Passage shown:
------------
Let's plot the top 25 venues from the FourSquare data we collected.

In [None]:
london_venues_top25 = london_venues.groupby(['Venue Category'])['Venue Category'].count()\
    .reset_index(name="count").sort_values(['count'], ascending=False)[0:25]

fig2 = px.bar(london_venues_top25, x='Venue Category', y='count', labels={'x':'Venue Categories', 'y':'Count'})
fig2.update_layout(title='Top 25 Venue Categories',)
fig2.show()

### 3.3. Analyse each neighbourhood

In [None]:
# one hot encoding
pd.options.display.max_rows = 10
pd.options.display.max_columns = 15

london_onehot = pd.get_dummies(london_venues[['Venue Category']], prefix="", prefix_sep="")
# There was a 'Neighborhood' venue category which needed to be dropped as it was skewing the results
#ondon_onehot.drop('Neighborhood', axis = 1, inplace=True)

london_onehot_wstreets = pd.get_dummies(london_venues[['Venue Category']], prefix="", prefix_sep="")
# add neighborhood column back to dataframe as the first column
london_onehot_wstreets.insert(loc=0, column='street', value=london_venues['Street'])
london_onehot_wstreets.insert(loc=1, column='district', value=london_venues['Street District'])

print(london_onehot_wstreets.shape)
london_onehot_wstreets[70:80]

In [None]:
london_onehot_grouped = london_onehot_wstreets.groupby(['street', 'district']).mean().reset_index()

print(london_onehot_grouped.shape)
london_onehot_grouped

#### Now we write a function to get the top 10 venues for each neighborhood

In [None]:
def return_most_common_venues(row, num_top_venues):
    row_categories = row.iloc[2:]
    row_categories_sorted = row_categories.sort_values(ascending=False)
------------
Given data:
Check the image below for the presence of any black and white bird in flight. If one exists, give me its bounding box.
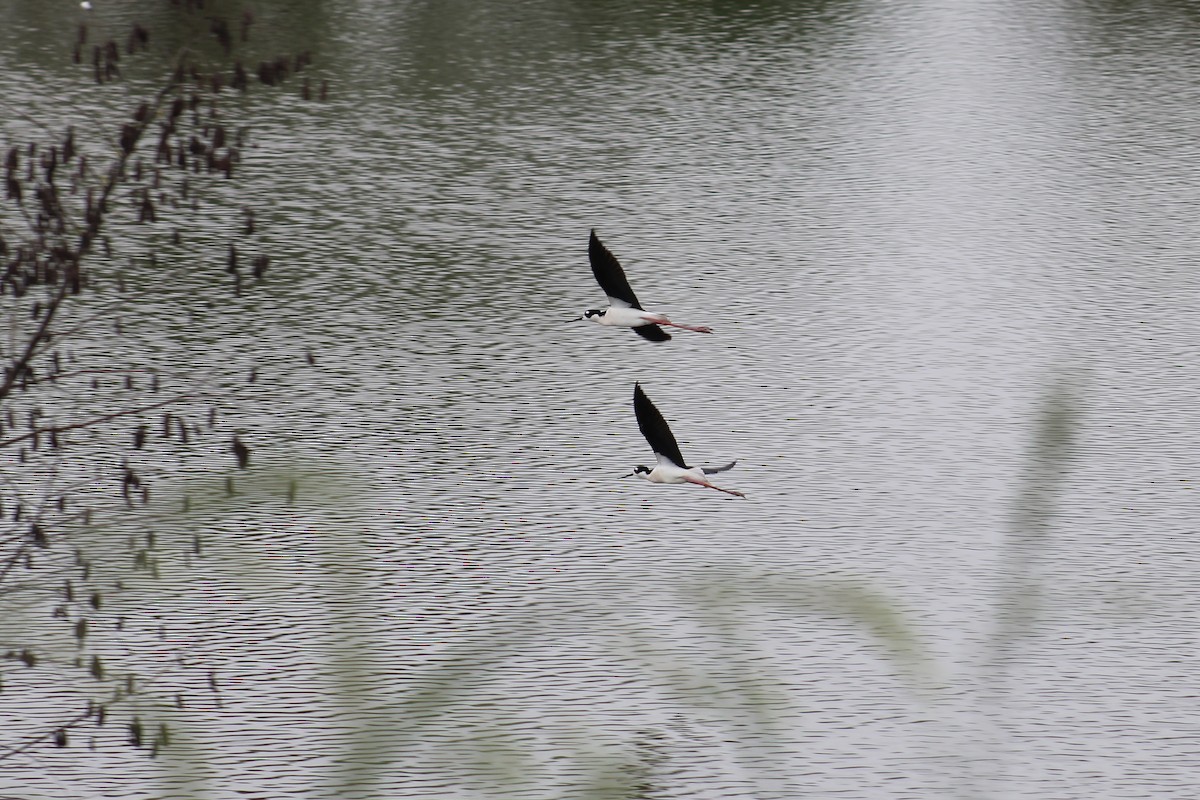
------------
Requirements:
1. In the notebook excerpt, rewrite the paragraph that begins "london_onehot_wstreets = pd.get_dummies" as a short bulleted list that keeps its main facts.
2. According to the notebook excerpt, what title is given to the bar chart of venue categories?
3. Translate this sentence from the notebook excerpt into Spanish: "Now we write a function to get the top 10 venues for each neighborhood."
The data shown here have no connection to the notebook excerpt.

Answers by task:
1.
- Creates a one-hot encoding of the "Venue Category" column from london_venues, with no prefix.
- Inserts a "street" column, taken from "Street", as the first column.
- Inserts a "district" column, taken from "Street District", as the second column.

2. Top 25 Venue Categories

3. Ahora escribimos una función para obtener los 10 lugares principales de cada vecindario.